### Text section
▬▬▬▬▬▬
For its 200th issue, identity pays tribute to 50 individuals who have made positive contributions to the development of design, architecture and culture across the MENA region. The list includes designers and architects in the  Middle East and North Africa who have furthered these fields within their respective countries or have expanded the legacy of design onto the world stage. The list also celebrates individuals who have helped establish platforms – be it governmental institutions or design events – that further enhance the development of design and architecture within the region, while maintaining a positive outlook into the future.

From creating notable buildings that have put the region on the map, to developing signature interiors and products that are propelling the crafts industry forward and preserving the region’s cultural and architectural heritage, the individuals on this list have time and time again, proven their commitment to furthering design and architecture in the region and abroad. 

Hailing from countries such as Egypt, Lebanon, Morocco, Jordan, the UAE, Kuwait, Bahrain, Sudan and France – these 50 individuals present some of the strongest voices within design and architecture across the MENA region today. 


AAU Anastas

Born into a family of architects in Bethlehem, Elias and Yousef Anastas studied architecture in Paris and worked there until winning a competition to build a music conservatory in their hometown. After returning to Palestine in 2010, they expanded into furniture design and research projects that celebrate local artisanal skills. They are partners at architecture firm AAU ANASTAS – which also houses their research arm, SCALES – and founders of Local Industries, a community of artisans and designers dedicated to industrial furniture-making. These three elements of their work intersect and mutually nourish one another. Through their architecture practice, the brothers tackle topics from material exploration to territorial investigations, proposing new relationships to be established within Palestinian environments while their work with Local Industries aims to reassert the value of local Palestinian craftsmanship and labour. Their projects such as Stone Matters and While We Wait use local stone to create free-standing structures that showcase the value of Palestine’s natural resources, while also addressing political realities within the country. Qamt – which is part of the Analog series within the Stone Matter project – is part of the permanent collection of the Victoria and Albert Museum in London.  AAU Anastas is also one of four finalists for the Royal Academy Dorfman Award that honors practices that are reimagining the future of architecture through geographical and socio-political challenges. Their main aim within architecture is an attempt to trace architectural elements and techniques beyond borders and historical periods into a sphere of universal discourse.

Our aim is to place our projects in a critical universal discourse while leaning on an anchored contextual approach.
▬▬▬▬▬▬
### Information provided

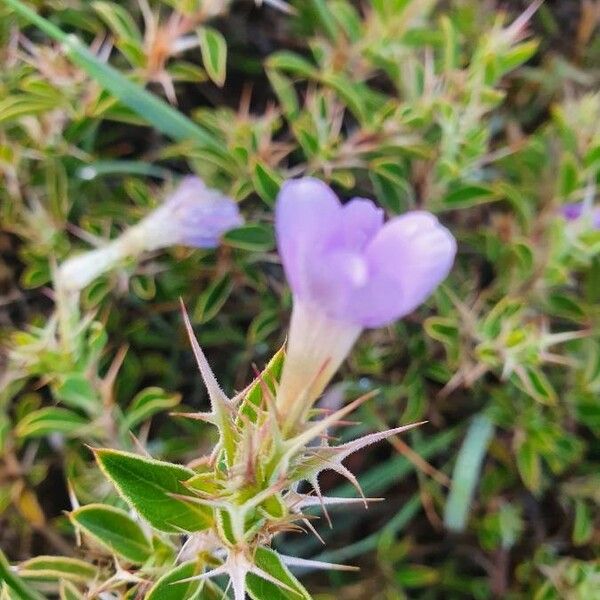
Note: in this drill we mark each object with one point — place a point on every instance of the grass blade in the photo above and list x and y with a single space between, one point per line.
▬▬▬▬▬▬
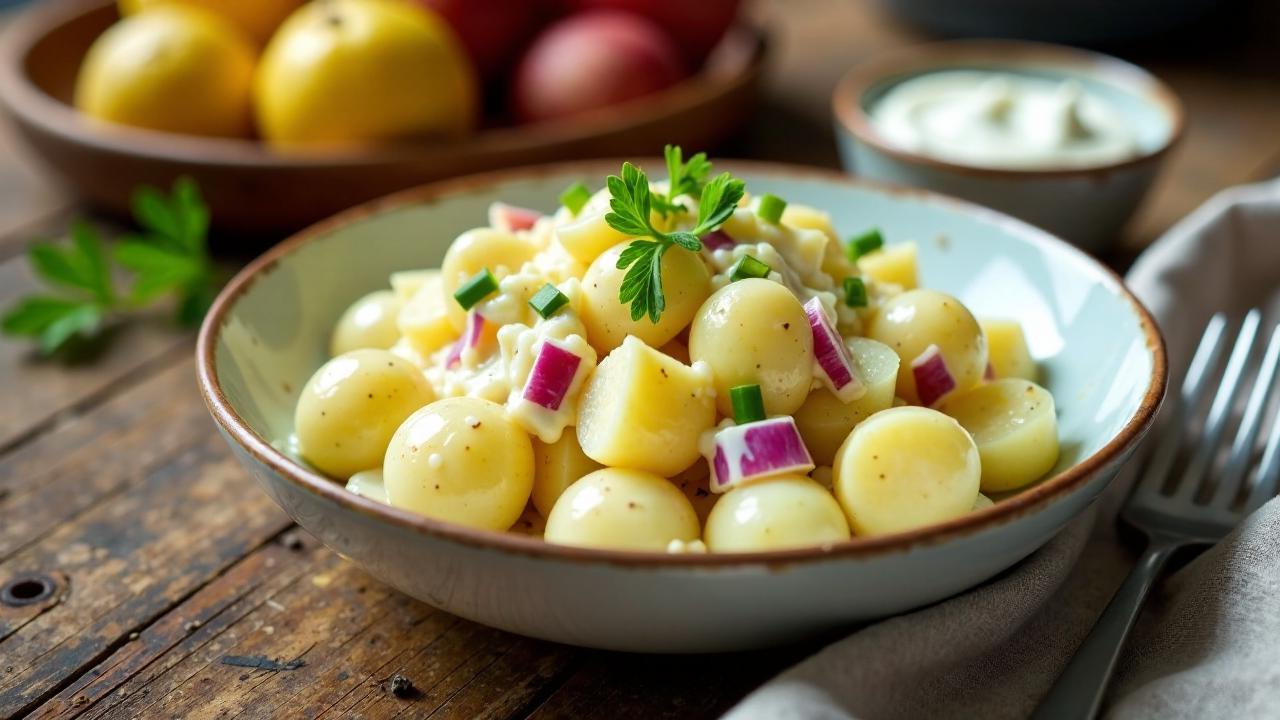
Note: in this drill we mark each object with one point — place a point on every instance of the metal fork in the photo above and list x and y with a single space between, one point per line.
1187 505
▬▬▬▬▬▬
### Problems
a) According to the tribute excerpt, which museum holds Qamt in its permanent collection?
b) Reproduce the tribute excerpt starting with "Hailing from countries" and going on through "MENA region today.".
Base your responses solely on the tribute excerpt.

### Problem solutions
a) The Victoria and Albert Museum in London.

b)
Hailing from countries such as Egypt, Lebanon, Morocco, Jordan, the UAE, Kuwait, Bahrain, Sudan and France – these 50 individuals present some of the strongest voices within design and architecture across the MENA region today.